(Source information)

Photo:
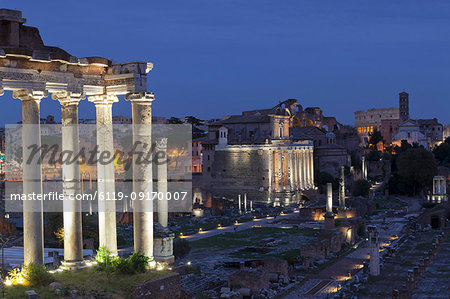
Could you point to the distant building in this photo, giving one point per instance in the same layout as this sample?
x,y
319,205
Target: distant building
x,y
389,127
197,155
395,124
329,157
121,120
367,122
432,130
256,153
446,133
409,130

(End Source information)

▸ What the task asks
The whole listing above is to be repeated exactly, apart from its pictures.

▸ Written solution
Photo:
Could you point to the distant building in this photo, giving one point per instance in the same layout as this sample?
x,y
319,205
Target: distant building
x,y
389,127
197,155
395,124
329,157
121,120
367,122
432,130
256,153
446,133
409,130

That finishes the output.